• RECORDS TO USE
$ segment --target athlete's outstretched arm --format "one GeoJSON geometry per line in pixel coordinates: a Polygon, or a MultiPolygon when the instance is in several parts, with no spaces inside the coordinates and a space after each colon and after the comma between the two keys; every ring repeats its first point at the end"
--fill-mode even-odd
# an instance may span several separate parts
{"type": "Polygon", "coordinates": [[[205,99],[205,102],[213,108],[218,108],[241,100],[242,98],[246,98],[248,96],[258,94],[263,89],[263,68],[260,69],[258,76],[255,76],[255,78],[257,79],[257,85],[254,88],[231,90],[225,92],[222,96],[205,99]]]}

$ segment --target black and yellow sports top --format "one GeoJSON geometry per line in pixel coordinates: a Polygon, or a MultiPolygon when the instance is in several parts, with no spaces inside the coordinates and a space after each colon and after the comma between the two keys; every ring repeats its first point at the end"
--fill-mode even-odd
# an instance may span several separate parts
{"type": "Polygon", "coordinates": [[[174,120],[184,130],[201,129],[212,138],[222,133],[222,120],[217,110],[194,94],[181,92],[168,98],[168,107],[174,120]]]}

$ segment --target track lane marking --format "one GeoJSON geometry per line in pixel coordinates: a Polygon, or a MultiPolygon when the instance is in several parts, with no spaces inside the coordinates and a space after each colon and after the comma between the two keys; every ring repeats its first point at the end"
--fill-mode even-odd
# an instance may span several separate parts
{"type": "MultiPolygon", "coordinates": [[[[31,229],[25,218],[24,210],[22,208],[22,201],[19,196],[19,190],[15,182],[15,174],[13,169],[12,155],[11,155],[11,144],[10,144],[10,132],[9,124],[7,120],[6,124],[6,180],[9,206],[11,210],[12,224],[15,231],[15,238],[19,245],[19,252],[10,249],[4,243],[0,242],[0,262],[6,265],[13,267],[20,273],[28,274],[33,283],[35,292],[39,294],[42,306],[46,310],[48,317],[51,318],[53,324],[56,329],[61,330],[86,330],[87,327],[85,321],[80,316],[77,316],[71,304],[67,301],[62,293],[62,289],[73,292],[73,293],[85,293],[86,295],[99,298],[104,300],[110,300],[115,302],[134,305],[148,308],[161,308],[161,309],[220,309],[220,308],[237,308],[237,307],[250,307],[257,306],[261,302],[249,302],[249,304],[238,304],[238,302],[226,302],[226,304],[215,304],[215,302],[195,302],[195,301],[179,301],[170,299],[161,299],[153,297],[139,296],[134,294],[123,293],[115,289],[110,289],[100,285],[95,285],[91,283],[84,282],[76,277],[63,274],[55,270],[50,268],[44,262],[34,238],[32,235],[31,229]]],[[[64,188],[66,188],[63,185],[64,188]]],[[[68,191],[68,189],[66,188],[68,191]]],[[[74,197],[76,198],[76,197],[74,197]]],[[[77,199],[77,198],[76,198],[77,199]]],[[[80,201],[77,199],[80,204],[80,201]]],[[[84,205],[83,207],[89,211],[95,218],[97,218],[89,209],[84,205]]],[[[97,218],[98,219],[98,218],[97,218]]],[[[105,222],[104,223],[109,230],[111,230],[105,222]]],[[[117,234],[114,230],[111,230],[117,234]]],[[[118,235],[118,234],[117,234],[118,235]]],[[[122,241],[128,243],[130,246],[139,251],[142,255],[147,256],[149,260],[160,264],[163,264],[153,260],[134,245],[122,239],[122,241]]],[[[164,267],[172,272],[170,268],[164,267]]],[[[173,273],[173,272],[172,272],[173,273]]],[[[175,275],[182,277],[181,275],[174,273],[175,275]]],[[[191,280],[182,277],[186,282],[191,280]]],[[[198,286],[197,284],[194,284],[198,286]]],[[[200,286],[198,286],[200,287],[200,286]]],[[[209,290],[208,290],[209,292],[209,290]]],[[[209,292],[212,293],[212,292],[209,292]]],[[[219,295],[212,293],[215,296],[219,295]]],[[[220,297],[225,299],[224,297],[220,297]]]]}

• INSTRUCTION
Each line of the material should be echoed exactly.

• EXERCISE SOLUTION
$ segment --target athlete's outstretched arm --format "one GeoJSON geometry per line in pixel coordinates: a Polygon, or a MultiPolygon when the instance is in several parts, with no spaces inside the coordinates and a space after each colon and after the comma between the two keys; every ring repeats its first point at the end"
--fill-mode even-odd
# an instance may span several separate parts
{"type": "Polygon", "coordinates": [[[205,99],[205,102],[213,108],[218,108],[241,100],[242,98],[246,98],[248,96],[258,94],[263,89],[263,68],[260,69],[258,76],[255,76],[255,78],[257,79],[257,85],[254,88],[231,90],[225,92],[222,96],[205,99]]]}

$ segment --target black and yellow sports top --format "one GeoJSON geometry per line in pixel coordinates: a Polygon, or a MultiPolygon when the instance is in several parts, with no spaces inside the coordinates and a space after each colon and after the comma between the two keys; every ring repeats its first point at the end"
--fill-mode even-odd
# an instance may span several separate parts
{"type": "Polygon", "coordinates": [[[174,120],[184,130],[201,129],[212,138],[222,133],[222,120],[217,110],[194,94],[181,92],[168,98],[168,107],[174,120]]]}

$ segment --target track lane marking --format "one GeoJSON geometry per line in pixel coordinates: a Polygon, or a MultiPolygon when the instance is in several parts, with no spaces inside the coordinates and a space after each colon and after the comma between the two keys; every ring repeats its first point at the end"
--fill-mode even-odd
# an instance may span several separate parts
{"type": "MultiPolygon", "coordinates": [[[[31,229],[25,218],[24,210],[22,208],[22,201],[19,196],[19,190],[15,182],[15,174],[13,169],[12,155],[11,155],[11,144],[10,144],[10,132],[9,124],[7,120],[6,124],[6,180],[9,206],[11,210],[12,224],[15,231],[15,238],[19,245],[19,252],[10,249],[4,243],[0,242],[0,262],[6,265],[13,267],[20,273],[28,274],[33,283],[35,292],[39,294],[42,306],[46,310],[48,317],[51,318],[53,324],[56,329],[61,330],[86,330],[87,327],[85,321],[80,316],[77,316],[71,304],[67,301],[62,293],[62,289],[73,292],[73,293],[85,293],[86,295],[99,298],[104,300],[110,300],[115,302],[134,305],[148,308],[161,308],[161,309],[220,309],[220,308],[237,308],[237,307],[250,307],[257,306],[261,302],[249,302],[249,304],[238,304],[238,302],[226,302],[226,304],[215,304],[215,302],[195,302],[195,301],[179,301],[170,299],[161,299],[153,297],[139,296],[134,294],[123,293],[115,289],[110,289],[100,285],[95,285],[91,283],[84,282],[76,277],[63,274],[55,270],[50,268],[44,262],[34,238],[32,235],[31,229]]],[[[64,188],[66,188],[63,185],[64,188]]],[[[68,191],[68,189],[66,188],[68,191]]],[[[74,197],[76,198],[76,197],[74,197]]],[[[77,199],[77,198],[76,198],[77,199]]],[[[80,201],[77,199],[80,204],[80,201]]],[[[84,205],[83,207],[89,211],[95,218],[97,218],[89,209],[84,205]]],[[[97,218],[98,219],[98,218],[97,218]]],[[[105,222],[104,223],[109,230],[111,230],[105,222]]],[[[117,234],[114,230],[111,230],[117,234]]],[[[118,235],[118,234],[117,234],[118,235]]],[[[122,241],[128,243],[130,246],[139,251],[142,255],[147,256],[149,260],[160,264],[163,264],[153,260],[134,245],[122,239],[122,241]]],[[[164,267],[172,272],[170,268],[164,267]]],[[[173,273],[173,272],[172,272],[173,273]]],[[[175,275],[182,277],[181,275],[174,273],[175,275]]],[[[191,280],[182,277],[186,282],[191,280]]],[[[198,286],[197,284],[194,284],[198,286]]],[[[200,286],[198,286],[200,287],[200,286]]],[[[209,290],[208,290],[209,292],[209,290]]],[[[209,292],[212,293],[212,292],[209,292]]],[[[219,295],[212,293],[215,296],[219,295]]],[[[220,297],[225,299],[224,297],[220,297]]]]}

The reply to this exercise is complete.